### GOALS:
1 > Can you reproduce a stretch of the book club page word for word, beginning at the words "The PHC Book" and stopping after "over the years."?
2 > How would the book club page go on? Write its continuation, picking up after its last sentence.

The PHC Book Club

The Book Club members read and discuss a variety of books
about Polish heritage and/or written by Polish authors.
Here is the list of books we have explored over the years.

 


 

FOURTH MEETING: 7pm on November 19, 2019

2019 Irenas Childrenlocation and contact information

Ryszard Kapuściński: A Life

Original title in Polish: Kapuściński Non-Fiction

by Artur Domosławski

From the Verso Books website : "The life and work of Ryszard Kapuściński was dangerously bold and deeply enigmatic. This controversial biography opens up the secrets and contradictions of this globally renowned Polish journalist and writer.... Artur Domosławski travels the globe, following in Kapuściński’s footsteps, delving into his private conflicts and anxieties and discovering the relationships that were the catalyst for his unique style of ‘literary reportage’. The result is a compelling and uncompromising portrait of a conflicted and brilliant individual."

Agata Pyzik in The Guardian: "Kapuściński" has long been one of Poland's few internationally recognised names, comparable to "Miłosz" or "Polanski". His vivid literary reporting of the uses and misuses of power, in the books The Emperor, The Soccer War and Shah of Shahs, was widely read in the 1980s and beyond, partly because of the author's unique position (a star reporter emerging from the darkness of communist Poland, then in the midst of martial law after a failed workers revolt) but mainly for its unusual style – personal, meticulous, literary, digressive. Both the author and his "hero", friend and mentor stand out from what was acceptable during the cold war, and today."

The New Yorker: "Domosławski’s biography, despite concentrating on the scandal to the point of neglecting other aspects of Kapuściński’s life and work, tends to suspend judgment. He seems fascinated by moral gray areas—Kapuściński neglected his family, had affairs, spied for Poland’s government, and maintained his Party membership until 1981—but always takes a lenient view. He praises Kapuściński’s work as “non-fiction which does not hold fiction in contempt” and accepts the writer’s view that “committed, ‘non-objective’ journalism” is a way of restoring “dignity to the man from the Third World, disdained and humiliated for centuries.”

Jack Shafer in the Slate Magazine: "John Updike worshipped him. Gabriel García Márquez tagged him “the true master of journalism.” But there’s one fact about the celebrated war correspondent and idol of New York’s literary class that didn’t get any serious attention this week. It’s widely conceded that Kapuściński routinely made up things in his books. The New York Times obituary, which calls Kapuściński a “globe-trotting journalist,” negotiates its way around the master’s unique relationship with the truth diplomatically, stating that his work was “often tinged with magical realism” and used “allegory and metaphors to convey what was happening."

"Ryszard Kapuściński: Where does journalism end and literature begin?"
Panel discussion including the book author, Artur Domosławski

Paul Kahn in Cerise Press: "The book about Haile Selassie can also be read as a book about Edward Gierek’s government in Poland. When I read The Emperor, Kapuściński’s account of the final years of the Emperor of Ethiopia described by unnamed employees in the palace, I had no idea the Polish readers of each installment appearing in the magazine Kultura saw it as a political satire of their own government. The hidden meaning of the book was such general knowledge that it was turned into a stage play in Warsaw to further embarrass government officials attending the performances."

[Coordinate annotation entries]
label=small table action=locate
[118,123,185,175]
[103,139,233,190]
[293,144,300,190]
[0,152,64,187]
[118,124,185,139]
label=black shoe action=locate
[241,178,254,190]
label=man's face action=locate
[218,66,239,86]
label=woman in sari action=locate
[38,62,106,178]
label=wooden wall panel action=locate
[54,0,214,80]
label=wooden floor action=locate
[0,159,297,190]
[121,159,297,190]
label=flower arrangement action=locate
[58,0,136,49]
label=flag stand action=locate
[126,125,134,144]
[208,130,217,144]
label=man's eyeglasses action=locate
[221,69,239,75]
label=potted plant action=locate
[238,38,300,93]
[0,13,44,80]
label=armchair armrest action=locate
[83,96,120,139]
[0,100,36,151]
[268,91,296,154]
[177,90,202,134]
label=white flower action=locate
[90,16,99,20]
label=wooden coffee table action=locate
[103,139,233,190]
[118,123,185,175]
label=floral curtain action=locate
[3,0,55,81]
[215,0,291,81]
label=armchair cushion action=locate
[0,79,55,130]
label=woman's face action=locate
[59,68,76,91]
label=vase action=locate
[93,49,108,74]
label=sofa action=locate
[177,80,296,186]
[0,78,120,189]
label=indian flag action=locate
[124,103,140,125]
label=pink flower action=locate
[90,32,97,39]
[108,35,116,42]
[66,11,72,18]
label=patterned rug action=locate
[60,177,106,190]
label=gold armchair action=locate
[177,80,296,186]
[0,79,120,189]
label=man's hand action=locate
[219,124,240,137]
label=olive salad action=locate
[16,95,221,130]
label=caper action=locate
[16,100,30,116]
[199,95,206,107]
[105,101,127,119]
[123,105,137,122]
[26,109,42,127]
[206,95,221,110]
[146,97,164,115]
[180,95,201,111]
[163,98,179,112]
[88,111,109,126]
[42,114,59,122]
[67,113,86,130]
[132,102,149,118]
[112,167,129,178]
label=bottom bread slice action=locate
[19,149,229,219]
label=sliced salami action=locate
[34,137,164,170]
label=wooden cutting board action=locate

### ANSWERS IN ORDER:
1 >
The PHC Book Club

The Book Club members read and discuss a variety of books
about Polish heritage and/or written by Polish authors.
Here is the list of books we have explored over the years.

2 >
Agata Pyzik in The Guardian: "The constant speculation about the level of Kapuściński's engagement with the regime means that this biography reads at times like a John le Carré novel. The question of identity, of image, of truth, of confabulation, shifts constantly and gains new meanings, turning the book into a quest for Kapuściński's personality. Who was he? Not even his family or close friends are really able to answer."

Only one copy of the book is available in the Madison Public Library
The book can be purchased through Amazon, Barnes and Nobles and AbeBooks

 


 

THIRD MEETING:7pm on September 24, 2019

2019 Irenas Childrenclick here for location and contact information

Irena's Children:

The Extraordinary Story of the Woman Who Saved 2,500 Children from the Warsaw Ghetto

by Tilar J. Mazzeo

From the publisher website: "From the New York Times bestselling author of The Widow Clicquot comes an extraordinary and gripping account of Irena Sendler—the “female Oskar Schindler”—who took staggering risks to save 2,500 children from death and deportation in Nazi-occupied Poland during World War II."

A Million Ways to Die in the Ghetto: "As a Catholic social worker, Irena created and maintained an underground railroad to spirit children out of the Warsaw ghetto and into safety, literally putting her own life at risk day after day for years on end. This is her amazing, carefully researched, dramatically told story of noble spirit, boundless energy, cheeky deception, and personal courage worthy of the bravest Navy SEAL."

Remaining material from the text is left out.